→ **SELECTION**

• • • • • • •

While Gov. Josh Shapiro’s signature on the spending plan in August has allowed most of those dollars to be sent to K-12 schools, state workers’ paychecks, and other programs, disagreements between the Democratic-controlled state House and Republican-controlled state Senate over a handful of budget-enabling bills have left funding for libraries, community colleges, and nonprofits across the commonwealth in legislative purgatory.
Top lawmakers are aware of the consequences of their inaction, and while trading blame, have set a high bar for the coming session days.
“We cannot leave Harrisburg next week without addressing some of the things that must be taken care of,” Senate President Pro Tempore Kim Ward (R., Westmoreland) told Spotlight PA Tuesday. “And I don't believe that we will [leave without finishing].”
Although both chambers have only scheduled three days of votes in what will almost certainly be the final session week for months, leaders in both chambers have told lawmakers and staff to prepare for up to a full week in Harrisburg.
That’s because a failure to act this coming week could have extended consequences. In an email Tuesday, state House Speaker Joanna McClinton (D., Philadelphia) announced that the lower chamber will take a nearly three month break from voting session this winter while repairs are made to water damage in the chamber’s ceiling.
The construction means the legislature will be unable to send any bills to Gov. Josh Shapiro until the chamber reopens in mid-March. The closure also happens to coincide with the resignation of a Democratic representative who won a judgeship this November, which will cost the chamber’s Democrats their one-vote majority until at least February.
The main item on this coming week’s agenda is finishing code bills, the budget-related legislation that serves as an instruction manual for state spending.
There’s a lot of ground to cover. For months, state House Democrats and state Senate Republicans have struggled to find compromise, spending the fall trading different code bills that include similar proposals and pet priorities, but are packaged in differing ways.
Those competing bills have included increases in a state tax credit for private school scholarships — a Republican priority — and authorization for the Shapiro administration to spend hundreds of millions of state dollars on a number of fully-funded education programs — a top issue for Democrats.

• • • • • • •

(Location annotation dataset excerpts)
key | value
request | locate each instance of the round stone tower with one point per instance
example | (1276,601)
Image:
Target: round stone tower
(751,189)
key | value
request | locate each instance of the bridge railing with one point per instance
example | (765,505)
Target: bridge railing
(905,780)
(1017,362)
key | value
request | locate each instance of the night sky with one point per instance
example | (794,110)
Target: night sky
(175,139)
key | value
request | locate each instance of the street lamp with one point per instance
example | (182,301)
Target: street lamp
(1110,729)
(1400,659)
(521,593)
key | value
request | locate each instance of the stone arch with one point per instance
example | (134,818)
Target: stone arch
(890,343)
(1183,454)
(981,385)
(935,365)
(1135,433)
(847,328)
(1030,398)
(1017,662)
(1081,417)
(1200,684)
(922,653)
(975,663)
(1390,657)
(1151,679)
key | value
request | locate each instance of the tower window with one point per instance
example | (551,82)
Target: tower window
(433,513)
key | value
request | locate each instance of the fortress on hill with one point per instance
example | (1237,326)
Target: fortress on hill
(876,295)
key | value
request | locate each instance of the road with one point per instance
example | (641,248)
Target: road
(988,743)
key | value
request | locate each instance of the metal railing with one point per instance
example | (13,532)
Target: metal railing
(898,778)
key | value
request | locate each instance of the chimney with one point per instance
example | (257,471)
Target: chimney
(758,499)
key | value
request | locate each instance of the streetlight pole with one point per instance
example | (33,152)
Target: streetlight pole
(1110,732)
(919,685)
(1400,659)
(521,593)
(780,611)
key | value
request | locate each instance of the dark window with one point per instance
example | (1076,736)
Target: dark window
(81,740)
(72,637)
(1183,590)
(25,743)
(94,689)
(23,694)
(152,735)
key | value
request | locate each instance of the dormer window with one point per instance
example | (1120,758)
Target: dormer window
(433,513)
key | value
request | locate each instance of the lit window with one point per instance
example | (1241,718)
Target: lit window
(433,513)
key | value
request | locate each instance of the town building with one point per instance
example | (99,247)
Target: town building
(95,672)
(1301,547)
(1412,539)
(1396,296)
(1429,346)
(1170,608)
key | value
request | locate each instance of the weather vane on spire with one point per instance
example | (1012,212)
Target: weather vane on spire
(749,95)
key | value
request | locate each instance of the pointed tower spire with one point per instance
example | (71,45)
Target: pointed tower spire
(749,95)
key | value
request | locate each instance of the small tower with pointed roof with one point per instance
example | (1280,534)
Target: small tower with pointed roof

• • • • • • •

→ **WHAT THE EXERCISE ASKS**
Summarize the budget passage above in two sentences.

→ **RESULT OF THE EXERCISE**
Although the governor signed the spending plan in August, disagreements between the Democratic-controlled state House and the Republican-controlled state Senate over budget-enabling code bills have left funding for libraries, community colleges, and nonprofits in legislative purgatory. Top lawmakers have set a high bar for the coming session week, because the House will then take a nearly three-month break for repairs to water damage in its ceiling, leaving the legislature unable to send any bills to the governor until mid-March.